* **What you should do**: With the pictures removed, the data below must be transcribed in full and exactly.

Start of Data for processing

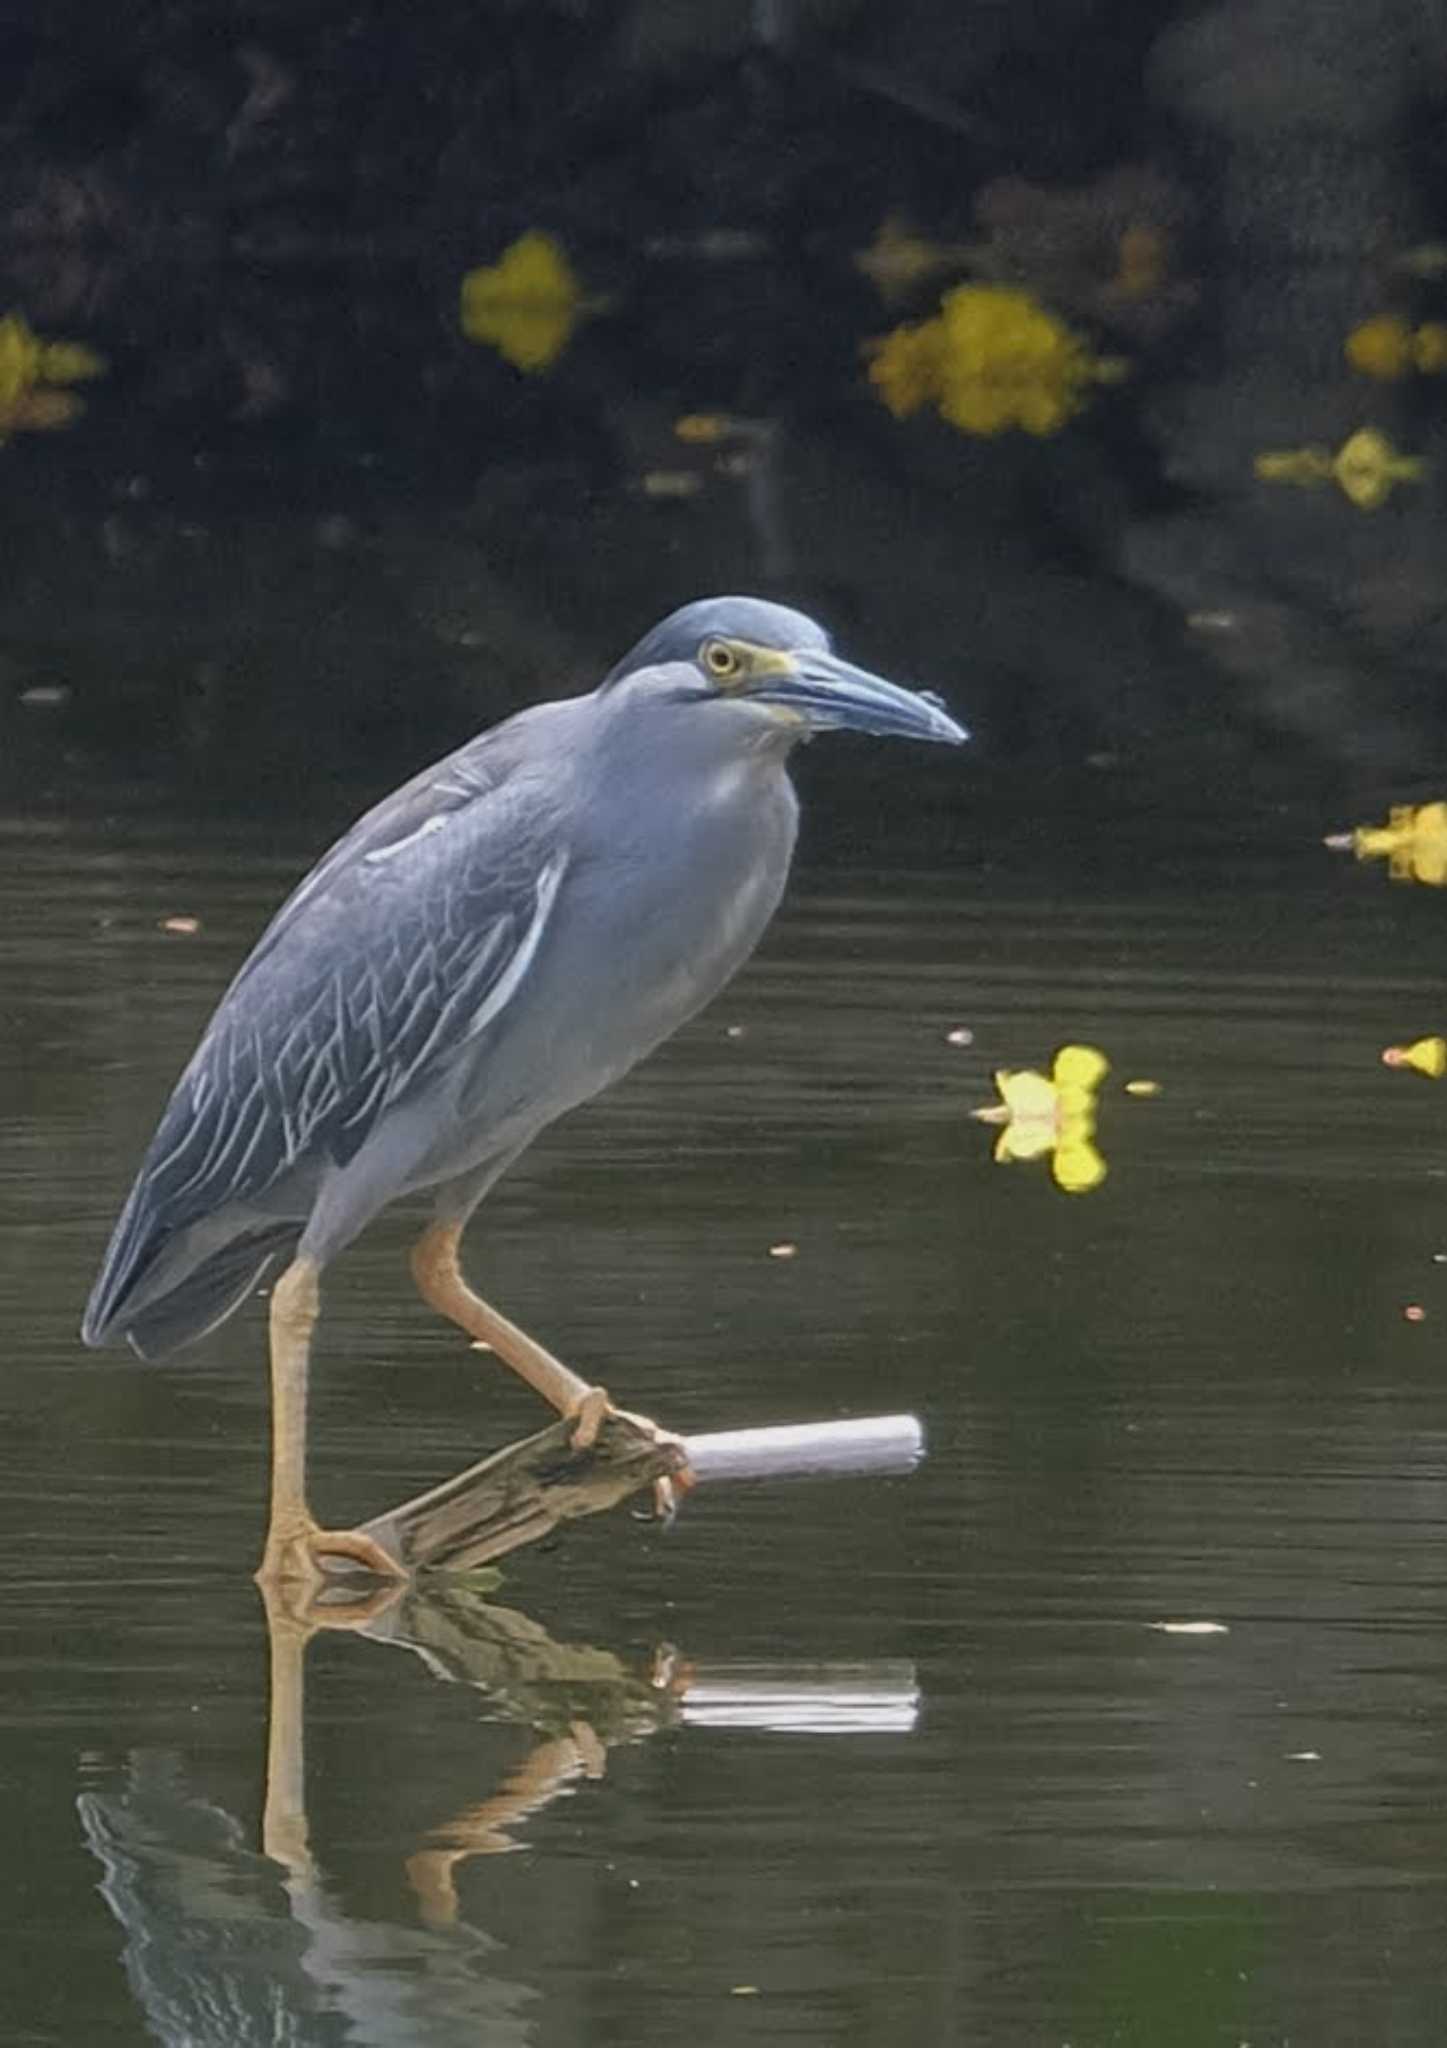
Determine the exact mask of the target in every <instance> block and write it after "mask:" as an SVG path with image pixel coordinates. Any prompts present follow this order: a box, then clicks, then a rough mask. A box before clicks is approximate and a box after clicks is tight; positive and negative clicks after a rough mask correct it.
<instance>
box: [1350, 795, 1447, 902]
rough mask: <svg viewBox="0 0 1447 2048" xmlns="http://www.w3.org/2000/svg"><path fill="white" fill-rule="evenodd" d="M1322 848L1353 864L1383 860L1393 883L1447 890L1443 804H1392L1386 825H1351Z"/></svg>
mask: <svg viewBox="0 0 1447 2048" xmlns="http://www.w3.org/2000/svg"><path fill="white" fill-rule="evenodd" d="M1326 844H1328V846H1330V848H1332V852H1351V854H1355V856H1357V860H1386V862H1388V864H1390V874H1392V881H1394V883H1424V885H1427V887H1429V889H1443V887H1447V803H1394V805H1392V809H1390V811H1388V821H1386V825H1355V827H1353V829H1351V831H1339V834H1332V838H1328V840H1326Z"/></svg>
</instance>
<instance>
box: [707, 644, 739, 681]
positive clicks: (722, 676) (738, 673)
mask: <svg viewBox="0 0 1447 2048" xmlns="http://www.w3.org/2000/svg"><path fill="white" fill-rule="evenodd" d="M739 666H741V664H739V655H737V653H735V651H733V647H729V645H725V641H708V643H706V645H704V668H706V670H708V674H710V676H716V678H718V680H720V682H722V680H725V678H727V676H737V674H739Z"/></svg>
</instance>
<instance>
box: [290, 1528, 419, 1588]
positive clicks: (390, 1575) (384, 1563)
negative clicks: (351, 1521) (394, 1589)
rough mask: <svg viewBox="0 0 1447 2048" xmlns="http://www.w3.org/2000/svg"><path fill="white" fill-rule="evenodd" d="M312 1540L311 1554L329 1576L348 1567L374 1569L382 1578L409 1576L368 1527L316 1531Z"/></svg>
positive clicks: (396, 1577) (359, 1568)
mask: <svg viewBox="0 0 1447 2048" xmlns="http://www.w3.org/2000/svg"><path fill="white" fill-rule="evenodd" d="M309 1542H311V1556H313V1561H315V1565H317V1567H319V1569H321V1573H323V1575H325V1577H327V1579H330V1577H334V1575H338V1573H344V1571H348V1569H356V1571H370V1573H375V1575H377V1577H379V1579H405V1577H407V1573H405V1571H403V1567H401V1565H399V1563H397V1559H395V1556H393V1554H391V1552H389V1550H383V1546H381V1544H379V1542H377V1538H375V1536H368V1534H366V1530H313V1532H311V1538H309Z"/></svg>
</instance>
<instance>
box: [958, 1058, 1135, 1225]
mask: <svg viewBox="0 0 1447 2048" xmlns="http://www.w3.org/2000/svg"><path fill="white" fill-rule="evenodd" d="M1107 1073H1109V1061H1107V1059H1105V1055H1103V1053H1097V1049H1095V1047H1093V1044H1066V1047H1060V1051H1058V1053H1056V1057H1054V1065H1052V1069H1050V1075H1044V1073H1034V1071H1032V1069H1011V1067H1001V1069H999V1073H997V1075H995V1085H997V1087H999V1094H1001V1100H999V1102H997V1104H993V1106H991V1108H984V1110H974V1112H972V1114H974V1116H976V1120H978V1122H982V1124H1001V1126H1003V1128H1001V1135H999V1139H997V1141H995V1159H997V1161H999V1163H1001V1165H1005V1163H1009V1161H1017V1159H1042V1157H1050V1171H1052V1176H1054V1182H1056V1186H1058V1188H1062V1190H1064V1192H1066V1194H1089V1192H1091V1188H1099V1184H1101V1182H1103V1180H1105V1171H1107V1167H1105V1161H1103V1159H1101V1155H1099V1151H1097V1149H1095V1100H1097V1096H1099V1087H1101V1081H1103V1079H1105V1075H1107Z"/></svg>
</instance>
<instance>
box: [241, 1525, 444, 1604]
mask: <svg viewBox="0 0 1447 2048" xmlns="http://www.w3.org/2000/svg"><path fill="white" fill-rule="evenodd" d="M356 1571H366V1573H372V1575H375V1577H377V1579H385V1581H389V1583H393V1585H395V1583H397V1581H401V1579H405V1577H407V1573H405V1571H403V1569H401V1565H399V1563H397V1559H395V1556H389V1552H387V1550H383V1546H381V1544H379V1542H377V1538H375V1536H368V1534H366V1532H364V1530H323V1528H319V1526H317V1524H315V1522H313V1520H311V1518H309V1516H307V1518H303V1520H297V1522H287V1524H276V1522H274V1524H272V1528H270V1530H268V1534H266V1550H264V1554H262V1563H260V1569H258V1573H256V1579H258V1585H287V1587H299V1589H303V1591H305V1593H307V1597H311V1595H315V1593H319V1591H321V1589H323V1587H327V1585H336V1583H338V1581H340V1579H342V1577H344V1575H348V1573H356Z"/></svg>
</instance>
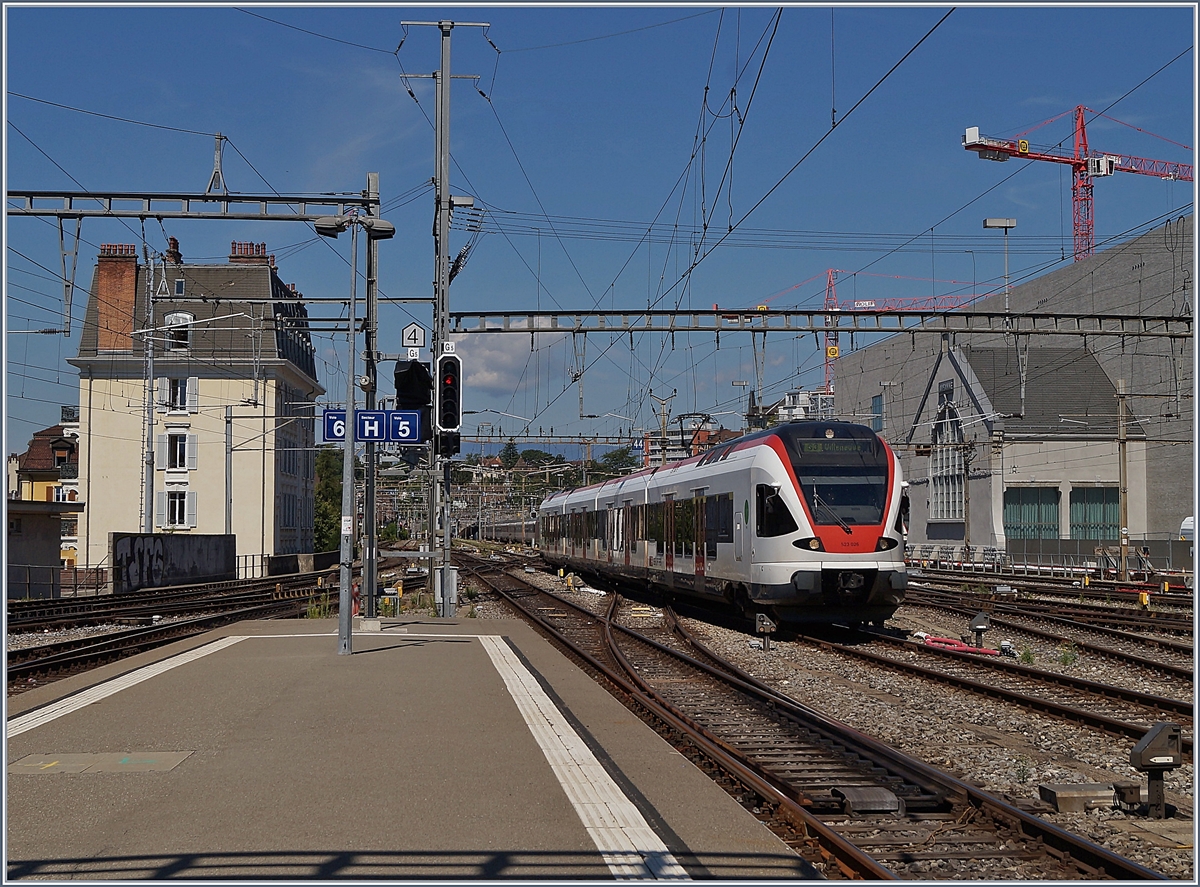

End of Data for processing

* **Task output**:
Determine the exact mask of the target in every <instance> block and write it after "mask:" as an SVG path with image pixel coordinates. Any prompts present follow this order: a box, then clicks, then a rough mask. A box before clicks is approximate and a box after clicks is tight; positive and negative clicks after a rough mask correct it.
<instance>
box: [1350, 795, 1447, 902]
rough mask: <svg viewBox="0 0 1447 2048" xmlns="http://www.w3.org/2000/svg"><path fill="white" fill-rule="evenodd" d="M1322 848L1353 864L1383 860L1393 883L1447 890L1443 804H1392L1386 825H1351Z"/></svg>
mask: <svg viewBox="0 0 1447 2048" xmlns="http://www.w3.org/2000/svg"><path fill="white" fill-rule="evenodd" d="M1326 844H1328V846H1330V848H1332V852H1351V854H1355V856H1357V860H1386V862H1388V864H1390V874H1392V881H1394V883H1424V885H1427V887H1429V889H1443V887H1447V803H1394V805H1392V809H1390V811H1388V821H1386V825H1355V827H1353V829H1351V831H1339V834H1332V838H1328V840H1326Z"/></svg>
</instance>
<instance>
box: [707, 644, 739, 681]
positive clicks: (722, 676) (738, 673)
mask: <svg viewBox="0 0 1447 2048" xmlns="http://www.w3.org/2000/svg"><path fill="white" fill-rule="evenodd" d="M739 666H741V664H739V655H737V653H735V651H733V647H729V645H725V641H708V643H706V645H704V668H706V670H708V674H710V676H716V678H718V680H720V682H722V680H725V678H727V676H737V674H739Z"/></svg>
</instance>
<instance>
box: [290, 1528, 419, 1588]
positive clicks: (390, 1575) (384, 1563)
negative clicks: (351, 1521) (394, 1589)
rough mask: <svg viewBox="0 0 1447 2048" xmlns="http://www.w3.org/2000/svg"><path fill="white" fill-rule="evenodd" d="M312 1540L311 1554L329 1576L348 1567L374 1569L382 1578L409 1576L368 1527L316 1531Z"/></svg>
positive clicks: (396, 1577) (359, 1568)
mask: <svg viewBox="0 0 1447 2048" xmlns="http://www.w3.org/2000/svg"><path fill="white" fill-rule="evenodd" d="M309 1542H311V1556H313V1561H315V1565H317V1567H319V1569H321V1573H323V1575H325V1577H327V1579H330V1577H334V1575H338V1573H344V1571H348V1569H356V1571H370V1573H375V1575H377V1577H379V1579H405V1577H407V1573H405V1571H403V1567H401V1565H399V1563H397V1559H395V1556H393V1554H391V1552H389V1550H383V1546H381V1544H379V1542H377V1538H375V1536H368V1534H366V1530H313V1532H311V1538H309Z"/></svg>
</instance>
<instance>
box: [958, 1058, 1135, 1225]
mask: <svg viewBox="0 0 1447 2048" xmlns="http://www.w3.org/2000/svg"><path fill="white" fill-rule="evenodd" d="M1107 1073H1109V1061H1107V1059H1105V1055H1103V1053H1097V1049H1095V1047H1093V1044H1066V1047H1060V1051H1058V1053H1056V1057H1054V1065H1052V1069H1050V1075H1044V1073H1034V1071H1032V1069H1011V1067H1001V1069H999V1073H997V1075H995V1085H997V1087H999V1094H1001V1100H999V1102H997V1104H993V1106H991V1108H984V1110H974V1112H972V1114H974V1116H976V1120H978V1122H982V1124H1001V1126H1003V1128H1001V1135H999V1139H997V1141H995V1159H997V1161H999V1163H1001V1165H1005V1163H1009V1161H1017V1159H1042V1157H1050V1171H1052V1176H1054V1182H1056V1186H1058V1188H1062V1190H1064V1192H1066V1194H1089V1192H1091V1188H1099V1184H1101V1182H1103V1180H1105V1171H1107V1167H1105V1161H1103V1159H1101V1155H1099V1151H1097V1149H1095V1100H1097V1096H1099V1087H1101V1081H1103V1079H1105V1075H1107Z"/></svg>
</instance>
<instance>
box: [241, 1525, 444, 1604]
mask: <svg viewBox="0 0 1447 2048" xmlns="http://www.w3.org/2000/svg"><path fill="white" fill-rule="evenodd" d="M356 1571H366V1573H372V1575H375V1577H377V1579H385V1581H389V1583H393V1585H395V1583H397V1581H401V1579H405V1577H407V1573H405V1571H403V1569H401V1565H399V1563H397V1559H395V1556H389V1552H387V1550H383V1546H381V1544H379V1542H377V1538H375V1536H368V1534H366V1532H364V1530H323V1528H319V1526H317V1524H315V1522H313V1520H311V1518H309V1516H307V1518H303V1520H297V1522H287V1524H276V1522H274V1524H272V1528H270V1530H268V1534H266V1550H264V1554H262V1563H260V1569H258V1573H256V1579H258V1585H287V1587H299V1589H303V1591H305V1593H307V1597H311V1595H315V1593H319V1591H321V1589H323V1587H327V1585H336V1583H338V1581H340V1579H342V1577H344V1575H348V1573H356Z"/></svg>
</instance>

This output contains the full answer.